GIVEN INSTRUCTION
Reproduce the material below as a numbered list of its lines, skipping any blank lines and leaving the pictures out of your answer.

EXTRACTED DATA

»»

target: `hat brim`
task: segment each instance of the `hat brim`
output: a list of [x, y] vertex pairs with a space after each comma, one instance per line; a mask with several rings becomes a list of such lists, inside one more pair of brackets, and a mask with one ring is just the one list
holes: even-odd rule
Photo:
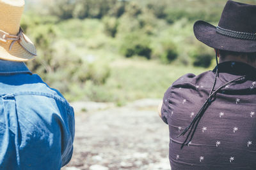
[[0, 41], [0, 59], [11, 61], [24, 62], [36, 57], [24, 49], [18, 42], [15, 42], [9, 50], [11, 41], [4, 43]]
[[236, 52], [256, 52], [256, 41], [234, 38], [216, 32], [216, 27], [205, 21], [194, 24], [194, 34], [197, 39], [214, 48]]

««

EXERCISE RESULT
1. target: `hat brim`
2. task: segment each instance of the `hat brim`
3. output: a list of [x, y] vertex pairs with a space after each comma, one instance per line; a mask with several rings becomes a list of such lists, inside one more pair of brackets, and a mask with one ring is just the one list
4. holes: even-odd rule
5. Photo:
6. [[0, 41], [0, 59], [11, 61], [24, 62], [36, 57], [24, 49], [18, 42], [15, 42], [9, 50], [11, 41], [4, 43]]
7. [[236, 52], [256, 52], [256, 41], [234, 38], [216, 32], [216, 27], [205, 21], [194, 24], [194, 34], [197, 39], [214, 48]]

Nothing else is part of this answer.